[Passage provided — start]

Naharnet

COVID-19 Kills Former Lebanese Militant Anis Naccache

Anis Naccache, a former pro-Palestinian militant who participated in the 1975 kidnapping of oil ministers in Vienna, died Monday after battling COVID-19, a Palestinian official and Lebanese media said. He was 69.

Naccache, a Lebanese citizen, participated in attacks around the world but spent much of the past two decades running a Beirut-based think tank and frequently appeared on TV shows as an analyst on Middle Eastern affairs.

A staunch supporter of the Palestinian cause, and in the past few decades the so-called Iran-led axis of resistance, Naccache last tweeted on Feb. 5 about the crisis over the formation of a new Cabinet in Lebanon.

Syria-based Palestinian official Khaled Abdul-Majid and Lebanese media outlets said Naccache died in a private hospital in the Syrian capital Damascus, where he had been undergoing treatment for days.

Hailing him as a "thinker and freedom fighter," Syria's official news agency SANA said he was "admitted into intensive care two days ago... because his health deteriorated as a result of Covid-19."

Authorities will repatriate his remains for burial in Lebanon, said the pro-Damascus Al-Mayadeen television channel.

[Passage provided — finish]
[Material provided — start]

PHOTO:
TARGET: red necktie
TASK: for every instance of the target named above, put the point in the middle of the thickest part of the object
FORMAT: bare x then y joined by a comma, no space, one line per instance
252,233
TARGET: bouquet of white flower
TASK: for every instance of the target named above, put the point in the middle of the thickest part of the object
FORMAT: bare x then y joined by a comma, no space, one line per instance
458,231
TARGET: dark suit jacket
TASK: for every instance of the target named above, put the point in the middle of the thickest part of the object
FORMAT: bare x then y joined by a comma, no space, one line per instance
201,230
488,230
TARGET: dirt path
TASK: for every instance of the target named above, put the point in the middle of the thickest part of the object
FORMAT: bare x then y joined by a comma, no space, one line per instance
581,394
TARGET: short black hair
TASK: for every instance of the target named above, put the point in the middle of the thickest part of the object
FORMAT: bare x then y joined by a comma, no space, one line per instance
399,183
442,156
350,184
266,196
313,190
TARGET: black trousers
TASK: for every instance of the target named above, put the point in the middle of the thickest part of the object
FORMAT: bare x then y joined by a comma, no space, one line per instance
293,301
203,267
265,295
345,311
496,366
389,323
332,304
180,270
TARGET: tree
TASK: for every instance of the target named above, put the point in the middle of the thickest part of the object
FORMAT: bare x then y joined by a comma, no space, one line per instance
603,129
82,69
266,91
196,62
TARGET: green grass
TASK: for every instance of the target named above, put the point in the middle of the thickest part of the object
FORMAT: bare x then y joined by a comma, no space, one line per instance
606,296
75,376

[Material provided — finish]

- [What this exercise asks]:
1. Reproduce the part of the article on Anis Naccache that begins at the words "Anis Naccache, a" and stops after the words "Cabinet in Lebanon.".
2. Answer these questions using the article on Anis Naccache:
(a) How old was Naccache when he died?
(b) In which city was the hospital where he died?
(c) On what date did he last tweet?
The records have no connection to the article on Anis Naccache.

- [Answers in order]:
1.
Anis Naccache, a former pro-Palestinian militant who participated in the 1975 kidnapping of oil ministers in Vienna, died Monday after battling COVID-19, a Palestinian official and Lebanese media said. He was 69.

Naccache, a Lebanese citizen, participated in attacks around the world but spent much of the past two decades running a Beirut-based think tank and frequently appeared on TV shows as an analyst on Middle Eastern affairs.

A staunch supporter of the Palestinian cause, and in the past few decades the so-called Iran-led axis of resistance, Naccache last tweeted on Feb. 5 about the crisis over the formation of a new Cabinet in Lebanon.

2.
(a) 69
(b) Damascus
(c) Feb. 5